What you will do:
Write out every record below exactly as it appears, omitting the pictures.

Data provided:
╔══

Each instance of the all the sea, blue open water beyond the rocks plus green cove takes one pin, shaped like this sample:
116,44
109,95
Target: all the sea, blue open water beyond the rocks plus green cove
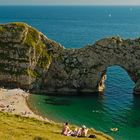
75,27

╚══

Solution:
Each instance of the all the sea, blue open water beyond the rocks plus green cove takes one pin, shaped like this sample:
116,44
109,95
Target: all the sea, blue open water beyond the rocks plus green cove
75,27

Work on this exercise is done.